## START PASSAGE PROVIDED
BLANCO: How I Became A Republican (and what I’ve learned since) Part II

Editor’s Note: Part II of a series on Jeff Blanco’s journey into a Republican frame of mind. For Part I, click here.

So how does a guy like me, surrounded by Democrats in a Chicano neighborhood become a Republican?

Well, that willingness to fight gave me the ability to use my brain. One day I was over a friend’s house sitting at the table with another Chicano, the discussion came up about opportunities and how we won’t make it. That day, I was told that I don’t have a chance because I was poor and because of the color of my skin. That white people will hold me back.

I stopped and thought, how can this be true? We want white people to not judge us on the color of our skin, but we judge them all on the color of their skin?

So in response, I acknowledged that some white people won’t give me the opportunity, but there must be white people who will, and that what I ought to do is prove the white people who give me an opportunity right for doing so.

That didn’t sit well with one of them and he said “That’s just your Roman Republican brainwashing.” At first I was insulted, he called me a Republican, but what happened next changed my future. At that moment, the other Chicano stood up and said to me, “You’re a Republican? How would you like it if you died because you got kicked in the head by a Jackass?”

My first thought was that this guy was “Brave. Stupid, but brave.” That didn’t sit right with me, how dare somebody threaten me to change my thinking. I’m a free man, you don’t get to tell me how to think. So the next day, I went down and registered as a Republican out of spite.

Some epiphanic story right? That’s how I became the first Republican I ever knew.

That story finds a theme throughout the rest of the article because the biggest problem in poor minority neighborhoods isn’t white people, Republicans, Systemic racism, or the rich. The biggest problem are the people who constantly do things and say things to make sure that minorities don’t succeed, making sure they live in constant fear, to surrender, to accept their future as un-fulfilling and eternal poverty.

I was fortunate in that I had the courage to reject it and set out on my own path. Unfortunately many others buy into that programming and surrender their future before they even begin.

That day may have made me a Republican, or at least a Republican In Name Only, but it allowed me to open up to what the Republicans actually stood on, and many of the issues I agreed on.

Gun Control? Criminals don’t care about gun laws.

Illegal immigration? I have my own thoughts that differ from other Republicans, but definitely isn’t as irrational as the Democrat alternative.

Still the Republicans represented all the bad things and Democrats were all the good things, whatever you believed good and bad were.

It took a while, but the more I met actual Republicans the more I recognized that they weren’t all bad people. The more I met Democrats, the more I realized who many of them actually are.
## END PASSAGE PROVIDED
> [SET PROBLEM] Edit the essay on becoming a Republican: begin at the words "Gun Control? Criminals" and stop after "and bad were.", then give that stretch again with "Illegal immigration" changed to "Unlawful immigration".
## START GIVEN RECORDS
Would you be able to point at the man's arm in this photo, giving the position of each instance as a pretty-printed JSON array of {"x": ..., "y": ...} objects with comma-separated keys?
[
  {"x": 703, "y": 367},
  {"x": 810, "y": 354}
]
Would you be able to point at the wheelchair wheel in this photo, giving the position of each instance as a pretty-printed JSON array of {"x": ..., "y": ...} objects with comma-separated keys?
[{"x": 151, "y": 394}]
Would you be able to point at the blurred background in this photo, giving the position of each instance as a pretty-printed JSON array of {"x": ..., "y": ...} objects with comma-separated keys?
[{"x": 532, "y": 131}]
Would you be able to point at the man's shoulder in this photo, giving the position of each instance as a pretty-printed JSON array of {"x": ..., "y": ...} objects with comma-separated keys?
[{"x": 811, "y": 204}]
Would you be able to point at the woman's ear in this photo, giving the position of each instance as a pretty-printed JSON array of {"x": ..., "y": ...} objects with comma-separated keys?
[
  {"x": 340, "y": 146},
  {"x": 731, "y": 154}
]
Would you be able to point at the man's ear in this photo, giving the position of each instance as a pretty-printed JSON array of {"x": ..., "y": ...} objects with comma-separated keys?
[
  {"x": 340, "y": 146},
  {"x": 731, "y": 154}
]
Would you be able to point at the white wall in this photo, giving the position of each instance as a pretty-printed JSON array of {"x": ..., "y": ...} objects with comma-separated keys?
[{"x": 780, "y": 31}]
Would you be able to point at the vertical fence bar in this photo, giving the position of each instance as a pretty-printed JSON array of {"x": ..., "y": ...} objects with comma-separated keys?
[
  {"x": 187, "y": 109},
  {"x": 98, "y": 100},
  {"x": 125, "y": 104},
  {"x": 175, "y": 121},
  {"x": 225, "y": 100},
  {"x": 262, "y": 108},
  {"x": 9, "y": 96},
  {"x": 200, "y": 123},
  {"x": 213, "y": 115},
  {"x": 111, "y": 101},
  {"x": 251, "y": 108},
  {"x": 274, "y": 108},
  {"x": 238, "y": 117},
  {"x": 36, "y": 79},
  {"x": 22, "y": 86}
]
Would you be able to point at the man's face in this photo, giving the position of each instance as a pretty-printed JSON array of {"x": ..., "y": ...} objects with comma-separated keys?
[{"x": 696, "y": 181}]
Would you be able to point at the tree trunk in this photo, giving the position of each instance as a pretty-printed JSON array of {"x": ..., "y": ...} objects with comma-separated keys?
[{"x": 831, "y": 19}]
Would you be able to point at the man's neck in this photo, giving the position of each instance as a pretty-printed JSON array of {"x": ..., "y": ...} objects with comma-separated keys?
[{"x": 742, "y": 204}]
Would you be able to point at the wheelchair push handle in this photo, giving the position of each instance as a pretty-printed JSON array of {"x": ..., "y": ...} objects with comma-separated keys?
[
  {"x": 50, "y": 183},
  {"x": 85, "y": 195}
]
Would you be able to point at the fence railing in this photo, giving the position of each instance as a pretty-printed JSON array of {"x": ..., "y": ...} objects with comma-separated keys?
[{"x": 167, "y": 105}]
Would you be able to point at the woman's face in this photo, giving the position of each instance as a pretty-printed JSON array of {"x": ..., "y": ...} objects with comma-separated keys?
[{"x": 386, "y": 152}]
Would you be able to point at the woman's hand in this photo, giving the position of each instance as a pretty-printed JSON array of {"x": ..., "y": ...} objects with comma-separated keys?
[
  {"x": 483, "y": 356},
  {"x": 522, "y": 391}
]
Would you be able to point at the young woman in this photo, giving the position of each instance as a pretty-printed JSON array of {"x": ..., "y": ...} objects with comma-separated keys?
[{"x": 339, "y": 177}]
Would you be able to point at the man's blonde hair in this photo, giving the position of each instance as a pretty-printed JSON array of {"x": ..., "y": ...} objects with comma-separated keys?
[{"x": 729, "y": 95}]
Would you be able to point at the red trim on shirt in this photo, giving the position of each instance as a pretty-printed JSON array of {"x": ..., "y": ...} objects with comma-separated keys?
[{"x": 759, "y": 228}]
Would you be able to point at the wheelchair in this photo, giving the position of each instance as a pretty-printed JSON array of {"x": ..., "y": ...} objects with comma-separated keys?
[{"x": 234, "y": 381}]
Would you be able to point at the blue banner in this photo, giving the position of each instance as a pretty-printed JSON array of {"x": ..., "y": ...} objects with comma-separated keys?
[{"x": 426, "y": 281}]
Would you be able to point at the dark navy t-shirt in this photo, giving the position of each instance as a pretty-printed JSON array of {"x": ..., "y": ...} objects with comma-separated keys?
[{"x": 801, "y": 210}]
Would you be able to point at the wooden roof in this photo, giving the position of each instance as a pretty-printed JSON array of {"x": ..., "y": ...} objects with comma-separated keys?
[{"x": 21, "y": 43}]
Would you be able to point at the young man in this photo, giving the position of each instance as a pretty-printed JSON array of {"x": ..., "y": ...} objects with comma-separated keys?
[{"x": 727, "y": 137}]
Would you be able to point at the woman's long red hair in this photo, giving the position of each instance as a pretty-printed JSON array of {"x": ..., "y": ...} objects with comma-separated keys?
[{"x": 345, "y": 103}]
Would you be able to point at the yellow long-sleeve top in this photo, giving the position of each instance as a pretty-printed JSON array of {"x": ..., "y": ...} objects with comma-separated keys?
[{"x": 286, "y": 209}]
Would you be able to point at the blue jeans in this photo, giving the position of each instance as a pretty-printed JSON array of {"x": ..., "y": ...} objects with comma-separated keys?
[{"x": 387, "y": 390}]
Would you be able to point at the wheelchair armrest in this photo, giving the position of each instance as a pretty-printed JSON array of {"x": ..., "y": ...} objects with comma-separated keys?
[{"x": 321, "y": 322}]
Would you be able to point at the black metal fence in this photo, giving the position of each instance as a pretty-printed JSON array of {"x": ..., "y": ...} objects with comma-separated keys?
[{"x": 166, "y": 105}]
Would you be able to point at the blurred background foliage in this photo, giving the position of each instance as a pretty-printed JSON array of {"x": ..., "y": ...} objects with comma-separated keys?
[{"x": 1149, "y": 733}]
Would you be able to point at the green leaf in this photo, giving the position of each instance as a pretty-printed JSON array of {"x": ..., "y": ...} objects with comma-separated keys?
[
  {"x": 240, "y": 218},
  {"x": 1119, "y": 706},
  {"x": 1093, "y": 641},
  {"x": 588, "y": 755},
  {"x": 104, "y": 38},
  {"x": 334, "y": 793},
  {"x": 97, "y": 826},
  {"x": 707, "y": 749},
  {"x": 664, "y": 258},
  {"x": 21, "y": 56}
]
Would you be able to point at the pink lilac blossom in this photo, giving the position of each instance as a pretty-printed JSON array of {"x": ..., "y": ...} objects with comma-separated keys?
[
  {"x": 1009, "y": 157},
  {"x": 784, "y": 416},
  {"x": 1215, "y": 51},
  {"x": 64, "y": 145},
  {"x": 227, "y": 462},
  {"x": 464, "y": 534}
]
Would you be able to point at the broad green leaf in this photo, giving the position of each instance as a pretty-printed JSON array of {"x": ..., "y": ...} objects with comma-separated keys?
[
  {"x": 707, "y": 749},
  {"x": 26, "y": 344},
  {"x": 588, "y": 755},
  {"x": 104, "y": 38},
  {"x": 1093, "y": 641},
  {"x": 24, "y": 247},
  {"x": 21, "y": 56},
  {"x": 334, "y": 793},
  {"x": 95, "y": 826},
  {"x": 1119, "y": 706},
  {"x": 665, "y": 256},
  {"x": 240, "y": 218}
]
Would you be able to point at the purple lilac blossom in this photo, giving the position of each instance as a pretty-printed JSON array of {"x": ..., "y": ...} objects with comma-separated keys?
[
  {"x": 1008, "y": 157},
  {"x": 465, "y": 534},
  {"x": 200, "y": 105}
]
## END GIVEN RECORDS
> [RESULT]
Gun Control? Criminals don’t care about gun laws.

Unlawful immigration? I have my own thoughts that differ from other Republicans, but definitely isn’t as irrational as the Democrat alternative.

Still the Republicans represented all the bad things and Democrats were all the good things, whatever you believed good and bad were.